# TUGAS YANG DIKERJAKAN
(a) Tulis ulang kata demi kata bagian kutipan tentang tenaga medis, mulai dari "Tenaga medis adalah" dan berakhir pada "daerah kesulitan dana.".
(b) Teruskan kutipan tentang tenaga medis setelah kalimat terakhirnya.

Tenaga medis adalah pihak yang sangat rentan terpapar oleh virus ini. Karena mereka adalah prajurit garda terdepan dalam perang melawan virus corona. Hingga sampai hari ini semakin banyak korban  tenaga medis yang gugur saat menangani wabah tersebut. Namun, bukan malah dihargai atas kerja kerasnya, mereka malah  tidak mendapat perhatian memadai khususnya oleh penguasa.

Jangankan memberikan perlindungan utuh dengan kebijakan agar pasien covid tidak terus melonjak. Pada sebelumnya proteksi diri tenaga medis berupa APD yang kurang memadai menjadi persoalan, kini proteksi finansial yang tidak kunjung diberikan menjadi perseolan baru. Bahkan THR perawat honorer pun dipotong dan ada yang dirumahkan karena RS daerah kesulitan dana.

# POTONGAN DATA
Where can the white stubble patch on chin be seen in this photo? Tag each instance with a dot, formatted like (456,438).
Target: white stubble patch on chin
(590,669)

# HASIL TUGAS
(a)
Tenaga medis adalah pihak yang sangat rentan terpapar oleh virus ini. Karena mereka adalah prajurit garda terdepan dalam perang melawan virus corona. Hingga sampai hari ini semakin banyak korban  tenaga medis yang gugur saat menangani wabah tersebut. Namun, bukan malah dihargai atas kerja kerasnya, mereka malah  tidak mendapat perhatian memadai khususnya oleh penguasa.

Jangankan memberikan perlindungan utuh dengan kebijakan agar pasien covid tidak terus melonjak. Pada sebelumnya proteksi diri tenaga medis berupa APD yang kurang memadai menjadi persoalan, kini proteksi finansial yang tidak kunjung diberikan menjadi perseolan baru. Bahkan THR perawat honorer pun dipotong dan ada yang dirumahkan karena RS daerah kesulitan dana.

(b)
Seperti yang dilansir merdeka.com. sejumlah tenaga medis di Rumah Sakit Darurat (RSD) Wisma Atlet Kemayoran belum mendapatkan insentif keuangan yang dijanjikan oleh pemerintah. Seperti diketahui, bahwa pemerintah memberikan insentif sebesar Rp 5-15 juta untuk dokter dan para tenaga medis yang terlibat dalam penanganan Covid-19. Salah satu tenaga medis di Wisma Atlet Kemayoran mengatakan, pencarian insentif terkendala akibat masa libur lebaran. Akibatnya masih ada sejumlah tenaga medis yang hingga hari ini belum juga menerima insentif tersebut.

Yang paling disayangkan adalah di tengah wabah virus corona atau Covid-19 ratusan tenaga medis dipecat, yang berawal dari aksi mogog kerja yang dilakukan oleh sejumlah tenaga medis dengan alasan APD yang tidak memadai. Padahal gugurnya tenaga medis atau pemecatan itu sama dengan berkurangnya prajurit garda terdepan dalam medan tempur. Sedangkan  untuk menjadi tenaga medis di butuhkan waktu yang lama bahkan bertahun-tahun untuk bisa menjadi tenaga kesehatan yang berkualitas.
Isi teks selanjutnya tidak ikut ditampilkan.